─── SUPPLIED ENTRIES ───

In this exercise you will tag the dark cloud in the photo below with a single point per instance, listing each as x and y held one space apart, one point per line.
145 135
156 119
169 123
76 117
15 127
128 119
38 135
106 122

───

PROBLEM DETAILS: Render all of the material above as a JSON list of strings, one string per line, omitting any blank lines.

SOLUTION:
[
  "In this exercise you will tag the dark cloud in the photo below with a single point per instance, listing each as x and y held one space apart, one point per line.",
  "145 135",
  "156 119",
  "169 123",
  "76 117",
  "15 127",
  "128 119",
  "38 135",
  "106 122"
]